Segment Start: DATA FOR THE TASK
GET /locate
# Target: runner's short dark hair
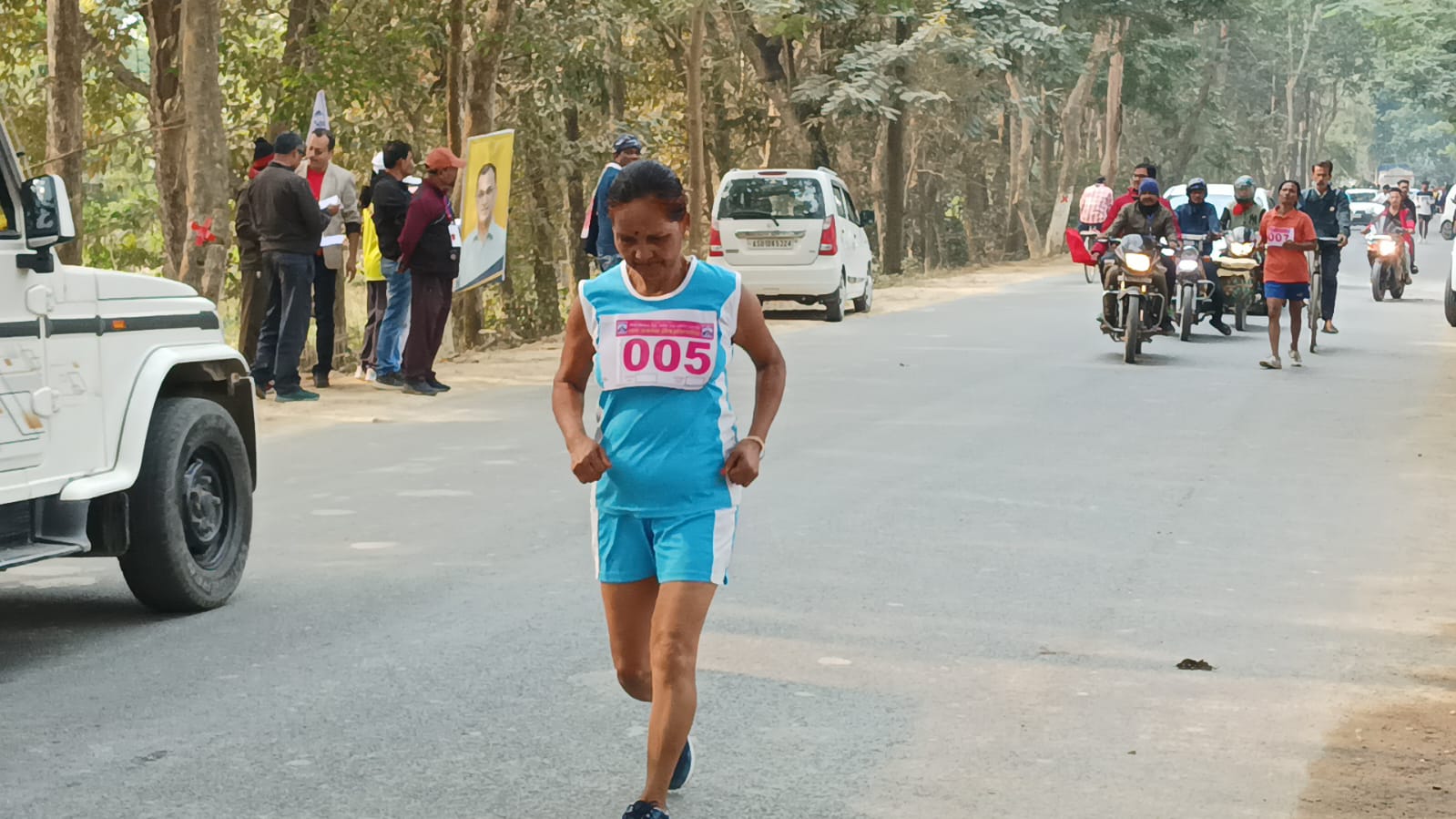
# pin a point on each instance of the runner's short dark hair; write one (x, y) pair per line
(395, 152)
(649, 179)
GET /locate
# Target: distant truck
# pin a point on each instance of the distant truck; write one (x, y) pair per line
(126, 420)
(1392, 175)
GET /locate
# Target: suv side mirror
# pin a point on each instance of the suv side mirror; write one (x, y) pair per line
(46, 213)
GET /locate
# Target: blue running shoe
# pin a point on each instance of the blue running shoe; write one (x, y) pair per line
(685, 767)
(644, 811)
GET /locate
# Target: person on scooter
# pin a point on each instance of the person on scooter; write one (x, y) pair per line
(1147, 216)
(1329, 207)
(1198, 218)
(1397, 216)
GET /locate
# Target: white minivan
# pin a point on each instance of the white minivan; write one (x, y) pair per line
(795, 235)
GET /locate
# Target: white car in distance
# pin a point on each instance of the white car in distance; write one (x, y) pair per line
(795, 235)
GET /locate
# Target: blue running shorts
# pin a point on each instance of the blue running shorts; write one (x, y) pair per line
(1288, 292)
(692, 548)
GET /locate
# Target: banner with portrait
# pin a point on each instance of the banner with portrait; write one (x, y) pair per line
(485, 201)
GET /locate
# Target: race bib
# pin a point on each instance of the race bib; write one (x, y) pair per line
(673, 349)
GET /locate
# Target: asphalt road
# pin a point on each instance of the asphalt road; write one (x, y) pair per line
(979, 549)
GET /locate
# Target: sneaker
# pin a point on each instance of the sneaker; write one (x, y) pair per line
(296, 395)
(420, 388)
(685, 767)
(389, 381)
(644, 811)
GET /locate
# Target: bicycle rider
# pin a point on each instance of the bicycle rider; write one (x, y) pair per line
(1329, 207)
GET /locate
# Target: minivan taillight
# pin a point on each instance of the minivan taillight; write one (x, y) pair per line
(829, 240)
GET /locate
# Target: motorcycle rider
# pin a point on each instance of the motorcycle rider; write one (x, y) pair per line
(1197, 216)
(1329, 207)
(1147, 216)
(1245, 210)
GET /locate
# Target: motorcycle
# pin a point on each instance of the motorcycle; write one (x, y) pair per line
(1139, 306)
(1191, 296)
(1390, 264)
(1241, 274)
Segment End: DATA FOR THE TASK
* EXERCISE
The answer must be the entries above, printed exactly, with no pictures.

* ANSWER SPACE
GET /locate
# Target: runner's short dark hair
# pin a point on each instance of the runner's short dark hair; write one (x, y) pair per line
(395, 152)
(649, 179)
GET /locate
# Target: distant truck
# pin a point on each instance of the distant truck; write one (x, y) pair per line
(126, 420)
(1392, 175)
GET /locate
# Target: suv side mirror
# pin a point on each instance of the suv side mirror; write one (x, y) pair per line
(46, 213)
GET /locate
# Target: blue running shoe
# pin a point on each instance of the blue running shoe; write one (x, y) pair per line
(685, 767)
(644, 811)
GET /locate
# Target: person on scooter
# pin a point on each instance of the person on scooter; write one (x, y) pair per line
(1147, 216)
(1329, 207)
(1198, 218)
(1397, 216)
GET /locate
# Target: white minivan
# pin a point on each instance of the white minivan; write one (x, y) pair per line
(795, 235)
GET /locate
# Target: white car in distance
# pin a point on each instance of the white car in distance; write one (x, y) pair per line
(795, 235)
GET /locate
# Target: blue running shorts
# pin a point on each instance of the blue running shorts; write one (x, y) pair per line
(1288, 292)
(692, 548)
GET /locate
# Target: banner with portrait
# pin a point on each instance of the banner with portrait; write one (x, y) pair per line
(485, 201)
GET /locate
# Target: race bib
# pin a point on each instance of the race bib; write one (x, y) pair per line
(673, 349)
GET /locate
# Target: asphalt road
# pin a point on each instance of the asphalt road; write one (x, y) pair per line
(979, 549)
GET /locate
# Target: sneaker
# pin a point on each instance of the sneaker; write one (x, y) pair per line
(296, 395)
(420, 388)
(685, 767)
(389, 381)
(644, 811)
GET /locate
# Target: bicycle rider
# pin a point on each instance of the bicycle rider; write one (x, y) pair per line
(1329, 207)
GET /locate
# Target: minivan taillight
# pin a point on each instance of the minivan taillight; write one (x, y) pair per line
(829, 240)
GET /locate
# Target: motorcycle rider
# pin a point on each instance of the motorcycle rider; write one (x, y) pair per line
(1197, 216)
(1329, 207)
(1147, 216)
(1245, 210)
GET /locate
# Target: motorcycle
# pin a point on each instance of the motorcycle; write one (x, y) pair per line
(1139, 306)
(1191, 296)
(1390, 264)
(1241, 274)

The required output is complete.